PROBLEM TO SOLVE –
From the line containing "Where within the image shown above has the tall" through the last line of the records, print every line exactly and nothing more.

* * * * * * *

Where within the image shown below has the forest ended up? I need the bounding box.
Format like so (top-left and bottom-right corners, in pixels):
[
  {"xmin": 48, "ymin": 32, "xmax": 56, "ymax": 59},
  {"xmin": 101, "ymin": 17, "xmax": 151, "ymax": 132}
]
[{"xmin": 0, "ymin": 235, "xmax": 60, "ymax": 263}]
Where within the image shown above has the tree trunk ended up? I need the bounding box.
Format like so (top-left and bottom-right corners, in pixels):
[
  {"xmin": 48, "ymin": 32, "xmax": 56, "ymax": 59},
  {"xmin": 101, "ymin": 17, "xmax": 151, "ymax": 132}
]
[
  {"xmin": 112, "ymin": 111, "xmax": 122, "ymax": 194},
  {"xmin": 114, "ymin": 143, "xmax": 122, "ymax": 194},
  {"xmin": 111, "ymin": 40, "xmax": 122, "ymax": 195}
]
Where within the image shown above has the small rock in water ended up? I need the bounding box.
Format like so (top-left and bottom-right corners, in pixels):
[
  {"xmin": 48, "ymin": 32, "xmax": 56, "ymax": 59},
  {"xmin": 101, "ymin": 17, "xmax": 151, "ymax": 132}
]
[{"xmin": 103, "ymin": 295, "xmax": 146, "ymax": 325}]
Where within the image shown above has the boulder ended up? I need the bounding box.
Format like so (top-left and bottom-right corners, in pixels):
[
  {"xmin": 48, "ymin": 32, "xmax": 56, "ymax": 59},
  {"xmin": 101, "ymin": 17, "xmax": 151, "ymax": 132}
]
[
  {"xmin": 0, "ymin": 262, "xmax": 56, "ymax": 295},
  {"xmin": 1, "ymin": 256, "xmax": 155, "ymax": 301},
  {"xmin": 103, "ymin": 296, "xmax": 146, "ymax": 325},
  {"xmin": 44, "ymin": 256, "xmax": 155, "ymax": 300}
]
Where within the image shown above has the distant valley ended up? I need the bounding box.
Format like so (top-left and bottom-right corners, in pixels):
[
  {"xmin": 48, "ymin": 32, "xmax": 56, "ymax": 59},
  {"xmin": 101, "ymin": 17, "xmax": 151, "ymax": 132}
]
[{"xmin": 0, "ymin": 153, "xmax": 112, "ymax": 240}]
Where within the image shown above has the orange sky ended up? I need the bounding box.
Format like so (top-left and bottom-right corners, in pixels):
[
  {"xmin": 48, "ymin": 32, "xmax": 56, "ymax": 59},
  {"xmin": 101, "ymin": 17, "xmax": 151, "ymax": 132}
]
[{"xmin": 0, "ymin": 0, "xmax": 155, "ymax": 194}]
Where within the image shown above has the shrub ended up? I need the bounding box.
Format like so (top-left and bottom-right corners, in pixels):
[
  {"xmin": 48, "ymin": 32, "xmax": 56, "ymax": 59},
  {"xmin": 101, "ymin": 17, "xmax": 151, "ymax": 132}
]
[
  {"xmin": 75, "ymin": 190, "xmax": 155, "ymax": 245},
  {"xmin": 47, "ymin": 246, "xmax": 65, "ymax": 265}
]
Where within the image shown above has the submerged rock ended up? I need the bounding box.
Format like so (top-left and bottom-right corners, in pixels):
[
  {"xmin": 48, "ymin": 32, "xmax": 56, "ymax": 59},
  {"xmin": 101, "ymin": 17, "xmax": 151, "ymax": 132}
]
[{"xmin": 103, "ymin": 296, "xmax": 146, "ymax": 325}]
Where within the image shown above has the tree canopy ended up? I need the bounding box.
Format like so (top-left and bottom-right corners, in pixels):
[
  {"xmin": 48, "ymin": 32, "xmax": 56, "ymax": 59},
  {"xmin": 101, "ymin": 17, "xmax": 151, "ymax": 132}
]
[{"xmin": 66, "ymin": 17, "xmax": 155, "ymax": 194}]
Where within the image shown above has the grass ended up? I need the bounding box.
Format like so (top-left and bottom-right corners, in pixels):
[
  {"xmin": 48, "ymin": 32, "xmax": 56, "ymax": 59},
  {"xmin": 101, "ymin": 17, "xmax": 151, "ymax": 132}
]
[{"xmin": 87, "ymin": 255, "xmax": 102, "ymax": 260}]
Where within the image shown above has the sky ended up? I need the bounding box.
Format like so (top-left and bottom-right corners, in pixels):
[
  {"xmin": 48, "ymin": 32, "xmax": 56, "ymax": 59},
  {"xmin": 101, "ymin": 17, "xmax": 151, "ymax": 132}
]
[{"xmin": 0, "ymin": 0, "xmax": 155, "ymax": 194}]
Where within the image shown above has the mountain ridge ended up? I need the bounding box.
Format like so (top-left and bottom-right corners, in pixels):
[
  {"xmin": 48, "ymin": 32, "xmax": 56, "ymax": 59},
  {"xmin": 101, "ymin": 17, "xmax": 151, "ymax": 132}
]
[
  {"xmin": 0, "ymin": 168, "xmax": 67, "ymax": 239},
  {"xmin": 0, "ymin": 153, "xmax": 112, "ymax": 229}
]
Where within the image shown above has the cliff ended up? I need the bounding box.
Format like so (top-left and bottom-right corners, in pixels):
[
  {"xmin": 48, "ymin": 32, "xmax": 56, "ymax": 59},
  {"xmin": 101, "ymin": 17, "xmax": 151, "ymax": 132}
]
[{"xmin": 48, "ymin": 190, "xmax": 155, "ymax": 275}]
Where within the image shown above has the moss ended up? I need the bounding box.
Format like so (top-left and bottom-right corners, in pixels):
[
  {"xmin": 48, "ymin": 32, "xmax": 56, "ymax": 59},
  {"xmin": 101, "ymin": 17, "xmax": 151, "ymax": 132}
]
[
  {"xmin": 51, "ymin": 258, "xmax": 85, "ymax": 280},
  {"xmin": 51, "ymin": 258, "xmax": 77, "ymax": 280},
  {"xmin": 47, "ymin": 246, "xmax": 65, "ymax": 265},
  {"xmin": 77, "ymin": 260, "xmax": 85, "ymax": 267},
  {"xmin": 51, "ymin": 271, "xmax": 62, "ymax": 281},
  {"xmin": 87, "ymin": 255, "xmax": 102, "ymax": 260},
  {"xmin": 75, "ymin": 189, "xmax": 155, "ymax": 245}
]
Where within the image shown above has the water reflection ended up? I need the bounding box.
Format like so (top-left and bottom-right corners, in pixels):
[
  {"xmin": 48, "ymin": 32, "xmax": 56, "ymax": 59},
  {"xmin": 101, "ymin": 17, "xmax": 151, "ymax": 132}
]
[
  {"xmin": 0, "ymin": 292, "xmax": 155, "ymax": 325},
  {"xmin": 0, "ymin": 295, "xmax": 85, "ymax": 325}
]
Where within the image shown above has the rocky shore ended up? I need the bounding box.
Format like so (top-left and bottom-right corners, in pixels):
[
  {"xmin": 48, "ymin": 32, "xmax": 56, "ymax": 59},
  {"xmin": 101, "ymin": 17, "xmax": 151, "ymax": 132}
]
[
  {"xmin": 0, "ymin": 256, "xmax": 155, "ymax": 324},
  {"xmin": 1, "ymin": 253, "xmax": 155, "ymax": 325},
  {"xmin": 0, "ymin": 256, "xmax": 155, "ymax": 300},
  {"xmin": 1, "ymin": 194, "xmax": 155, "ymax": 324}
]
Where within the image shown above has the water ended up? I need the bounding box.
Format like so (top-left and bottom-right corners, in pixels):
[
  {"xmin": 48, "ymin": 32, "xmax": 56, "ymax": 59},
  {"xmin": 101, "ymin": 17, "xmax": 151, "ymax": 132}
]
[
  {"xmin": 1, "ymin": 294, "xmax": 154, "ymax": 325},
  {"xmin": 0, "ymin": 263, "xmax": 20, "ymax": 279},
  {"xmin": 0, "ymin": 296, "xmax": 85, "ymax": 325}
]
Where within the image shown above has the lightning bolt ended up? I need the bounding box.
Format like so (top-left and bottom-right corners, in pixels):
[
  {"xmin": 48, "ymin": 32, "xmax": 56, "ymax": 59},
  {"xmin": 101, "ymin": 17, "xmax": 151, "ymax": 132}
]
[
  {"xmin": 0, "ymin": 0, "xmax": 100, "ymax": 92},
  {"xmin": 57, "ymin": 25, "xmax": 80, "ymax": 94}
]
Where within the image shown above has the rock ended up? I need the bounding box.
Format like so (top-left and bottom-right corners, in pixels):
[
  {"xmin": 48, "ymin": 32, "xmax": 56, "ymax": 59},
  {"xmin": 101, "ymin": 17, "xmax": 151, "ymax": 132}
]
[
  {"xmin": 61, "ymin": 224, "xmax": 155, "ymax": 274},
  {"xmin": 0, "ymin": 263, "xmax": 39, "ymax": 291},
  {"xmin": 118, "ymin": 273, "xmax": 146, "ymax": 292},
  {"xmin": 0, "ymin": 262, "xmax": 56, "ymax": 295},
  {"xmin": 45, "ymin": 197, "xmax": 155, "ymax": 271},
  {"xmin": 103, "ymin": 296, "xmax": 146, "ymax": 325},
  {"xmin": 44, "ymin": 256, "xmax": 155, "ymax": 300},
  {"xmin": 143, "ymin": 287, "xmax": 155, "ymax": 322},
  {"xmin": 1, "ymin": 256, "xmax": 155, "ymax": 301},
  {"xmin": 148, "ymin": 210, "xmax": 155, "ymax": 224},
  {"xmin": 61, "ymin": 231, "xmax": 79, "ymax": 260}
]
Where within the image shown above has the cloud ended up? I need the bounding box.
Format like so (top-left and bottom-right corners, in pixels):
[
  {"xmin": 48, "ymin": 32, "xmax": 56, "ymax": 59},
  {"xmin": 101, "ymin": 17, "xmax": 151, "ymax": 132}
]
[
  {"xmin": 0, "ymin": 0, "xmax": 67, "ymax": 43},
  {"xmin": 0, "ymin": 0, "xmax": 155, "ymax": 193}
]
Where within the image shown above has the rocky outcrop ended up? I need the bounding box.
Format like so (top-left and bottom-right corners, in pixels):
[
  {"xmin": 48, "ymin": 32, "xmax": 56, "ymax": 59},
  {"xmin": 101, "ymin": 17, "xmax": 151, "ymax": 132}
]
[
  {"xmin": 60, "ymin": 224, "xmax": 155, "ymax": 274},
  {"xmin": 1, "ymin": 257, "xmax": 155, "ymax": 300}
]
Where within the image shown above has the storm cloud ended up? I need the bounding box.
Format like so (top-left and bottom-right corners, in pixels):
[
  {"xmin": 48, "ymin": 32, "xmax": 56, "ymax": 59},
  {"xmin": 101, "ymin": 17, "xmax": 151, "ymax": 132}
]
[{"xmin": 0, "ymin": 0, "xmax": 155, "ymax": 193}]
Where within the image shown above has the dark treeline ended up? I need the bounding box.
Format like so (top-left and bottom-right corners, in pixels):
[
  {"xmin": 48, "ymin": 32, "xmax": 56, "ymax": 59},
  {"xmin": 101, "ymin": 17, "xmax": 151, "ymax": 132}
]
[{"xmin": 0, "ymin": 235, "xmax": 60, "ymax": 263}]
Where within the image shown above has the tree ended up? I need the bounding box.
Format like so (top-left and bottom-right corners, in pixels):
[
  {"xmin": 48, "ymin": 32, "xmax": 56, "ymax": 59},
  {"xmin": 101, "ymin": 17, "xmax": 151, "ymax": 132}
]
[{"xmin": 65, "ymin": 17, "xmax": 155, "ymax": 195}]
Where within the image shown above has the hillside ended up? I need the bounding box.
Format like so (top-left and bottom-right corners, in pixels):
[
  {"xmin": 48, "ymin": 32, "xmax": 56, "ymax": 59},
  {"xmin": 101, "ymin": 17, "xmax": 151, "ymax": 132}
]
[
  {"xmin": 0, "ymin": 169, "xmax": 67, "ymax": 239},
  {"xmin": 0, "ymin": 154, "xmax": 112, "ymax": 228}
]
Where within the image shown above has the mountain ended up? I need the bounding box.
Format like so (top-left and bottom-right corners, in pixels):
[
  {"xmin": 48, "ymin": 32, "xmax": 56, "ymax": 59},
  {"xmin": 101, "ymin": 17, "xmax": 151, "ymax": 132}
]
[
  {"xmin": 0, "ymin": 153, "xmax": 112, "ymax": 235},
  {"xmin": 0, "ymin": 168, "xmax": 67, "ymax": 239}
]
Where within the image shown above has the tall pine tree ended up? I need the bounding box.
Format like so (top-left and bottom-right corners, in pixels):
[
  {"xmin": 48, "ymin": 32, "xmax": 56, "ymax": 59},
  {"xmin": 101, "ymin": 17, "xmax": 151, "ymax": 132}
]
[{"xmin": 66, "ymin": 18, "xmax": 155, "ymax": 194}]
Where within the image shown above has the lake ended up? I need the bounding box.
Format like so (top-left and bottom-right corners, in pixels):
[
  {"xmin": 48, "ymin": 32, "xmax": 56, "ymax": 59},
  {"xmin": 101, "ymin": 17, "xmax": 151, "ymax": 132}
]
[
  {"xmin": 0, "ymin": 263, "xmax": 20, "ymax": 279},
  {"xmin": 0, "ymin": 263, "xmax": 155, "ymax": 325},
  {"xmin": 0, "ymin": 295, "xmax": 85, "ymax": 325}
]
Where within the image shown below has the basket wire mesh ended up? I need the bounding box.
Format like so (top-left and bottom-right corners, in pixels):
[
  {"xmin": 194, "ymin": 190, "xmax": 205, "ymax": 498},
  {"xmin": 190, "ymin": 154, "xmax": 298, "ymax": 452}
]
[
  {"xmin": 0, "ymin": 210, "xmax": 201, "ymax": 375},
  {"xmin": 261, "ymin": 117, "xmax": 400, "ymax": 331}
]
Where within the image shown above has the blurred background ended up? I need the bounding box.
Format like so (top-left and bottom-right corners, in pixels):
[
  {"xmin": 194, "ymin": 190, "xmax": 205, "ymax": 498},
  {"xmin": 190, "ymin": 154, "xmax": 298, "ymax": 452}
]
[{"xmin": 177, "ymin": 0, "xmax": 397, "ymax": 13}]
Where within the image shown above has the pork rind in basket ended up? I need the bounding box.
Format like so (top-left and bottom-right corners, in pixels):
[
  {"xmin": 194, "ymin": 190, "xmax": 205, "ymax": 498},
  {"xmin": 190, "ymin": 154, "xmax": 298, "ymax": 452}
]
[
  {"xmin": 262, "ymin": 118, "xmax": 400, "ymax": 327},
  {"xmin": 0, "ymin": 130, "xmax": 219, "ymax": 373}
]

* * * * * * *

ANSWER SPACE –
Where within the image shown above has the tall pine tree ended up? I need the bounding box.
Format like so (top-left and bottom-right corners, in pixels):
[
  {"xmin": 48, "ymin": 32, "xmax": 56, "ymax": 59},
  {"xmin": 101, "ymin": 17, "xmax": 151, "ymax": 132}
]
[{"xmin": 66, "ymin": 18, "xmax": 155, "ymax": 194}]
Where within the image shown above has the lake ended up? I need the bounding box.
Format like so (top-left and bottom-right corners, in pixels):
[
  {"xmin": 48, "ymin": 32, "xmax": 56, "ymax": 59},
  {"xmin": 101, "ymin": 17, "xmax": 151, "ymax": 132}
]
[
  {"xmin": 0, "ymin": 263, "xmax": 20, "ymax": 279},
  {"xmin": 0, "ymin": 263, "xmax": 155, "ymax": 325},
  {"xmin": 0, "ymin": 295, "xmax": 85, "ymax": 325}
]
Where within the image shown below has the basket wire mesh ended up? I need the bounding box.
Format like so (top-left and bottom-right corners, in pixels):
[
  {"xmin": 194, "ymin": 190, "xmax": 205, "ymax": 498},
  {"xmin": 190, "ymin": 154, "xmax": 298, "ymax": 452}
]
[
  {"xmin": 0, "ymin": 210, "xmax": 201, "ymax": 375},
  {"xmin": 261, "ymin": 117, "xmax": 400, "ymax": 331}
]
Where within the image shown above has the blurred background ended up? I need the bounding box.
Format like so (top-left and bottom-right corners, in pixels):
[
  {"xmin": 194, "ymin": 190, "xmax": 205, "ymax": 498},
  {"xmin": 190, "ymin": 154, "xmax": 298, "ymax": 452}
]
[{"xmin": 177, "ymin": 0, "xmax": 397, "ymax": 13}]
Where within the image shown above has the pork rind in basket ended up? I need the bounding box.
Format like so (top-left and bottom-right corners, in pixels):
[
  {"xmin": 194, "ymin": 190, "xmax": 205, "ymax": 498},
  {"xmin": 190, "ymin": 154, "xmax": 298, "ymax": 452}
]
[
  {"xmin": 262, "ymin": 118, "xmax": 400, "ymax": 327},
  {"xmin": 0, "ymin": 130, "xmax": 219, "ymax": 373}
]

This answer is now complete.